**Estratto:**
++++++++++
OUGADOUGOU, 8 marzo 2009 – Si è chiusa ieri la 21° edizione del Festival del Cinema africano di Ouagadougou (Fespaco), principale appuntamento biennale dei registi africani da ormai 40 anni. Per una settimana, la città è stata invasa da centinaia di giornalisti, attori, registi, produttori, cinefili e turisti che nonostante tutte le difficoltà organizzative – la direzione del festival è stata epurata dal nuovo ministro della cultura – hanno seguito con partecipazione il fitto programma di proiezioni, animati ogni sera dai concerti della notte ouagalese.
++++++++++
**Dati forniti:**
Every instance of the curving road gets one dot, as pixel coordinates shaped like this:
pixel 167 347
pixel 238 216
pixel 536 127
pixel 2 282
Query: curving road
++++++++++
**Dettagli del compito:** Prosegui l'articolo sul Fespaco partendo dalla sua ultima frase. Le voci non hanno alcun rapporto con l'articolo sul Fespaco.

**Risultato del compito:**
Quello dell'emigrazione rimane uno dei temi più esplorati dal cinema africano. Tanto i documentari che la fiction raccontano i pericoli dei viaggi, il senso di impotenza dei giovani, l'ossessione di partire, e lo smarrimento di chi ritorna. A partire dall'italiano “Come un uomo sulla terra”, di A.Segre, D.Yimer e R. Biadene, proiettato in anteprima africana. Per la prima volta a sud del Sahara, un film parla dei campi di detenzione in Libia finanziati dall'Italia per combattere l'emigrazione verso Lampedusa.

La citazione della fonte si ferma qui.